Copy out every line below that contains the string "tyre". Uppercase and lowercase letters count as different.

↓↓↓

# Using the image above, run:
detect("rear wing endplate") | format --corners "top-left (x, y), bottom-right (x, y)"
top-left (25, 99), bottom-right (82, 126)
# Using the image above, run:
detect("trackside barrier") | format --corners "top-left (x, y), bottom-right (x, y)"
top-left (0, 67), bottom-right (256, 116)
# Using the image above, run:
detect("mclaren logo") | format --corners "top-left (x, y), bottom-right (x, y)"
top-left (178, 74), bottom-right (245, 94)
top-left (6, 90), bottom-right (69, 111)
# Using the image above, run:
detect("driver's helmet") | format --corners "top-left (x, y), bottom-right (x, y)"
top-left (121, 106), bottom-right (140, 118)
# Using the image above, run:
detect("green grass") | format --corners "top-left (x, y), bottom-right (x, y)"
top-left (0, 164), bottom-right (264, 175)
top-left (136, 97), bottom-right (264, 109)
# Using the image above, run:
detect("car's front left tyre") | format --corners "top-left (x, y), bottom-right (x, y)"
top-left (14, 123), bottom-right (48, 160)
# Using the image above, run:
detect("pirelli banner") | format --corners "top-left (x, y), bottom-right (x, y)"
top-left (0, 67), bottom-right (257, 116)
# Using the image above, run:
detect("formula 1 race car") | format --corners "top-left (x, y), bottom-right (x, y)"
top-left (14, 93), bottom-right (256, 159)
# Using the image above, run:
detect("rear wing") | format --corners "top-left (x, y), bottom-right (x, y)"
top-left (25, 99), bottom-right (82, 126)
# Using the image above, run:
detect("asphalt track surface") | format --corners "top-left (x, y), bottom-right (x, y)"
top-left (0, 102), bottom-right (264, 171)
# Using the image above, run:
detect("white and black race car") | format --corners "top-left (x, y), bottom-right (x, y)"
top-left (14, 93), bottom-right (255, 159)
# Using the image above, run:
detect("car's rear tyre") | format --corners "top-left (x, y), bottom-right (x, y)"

↑↑↑

Result:
detect("car's front left tyre") | format --corners "top-left (x, y), bottom-right (x, y)"
detect("car's rear tyre") | format --corners "top-left (x, y), bottom-right (x, y)"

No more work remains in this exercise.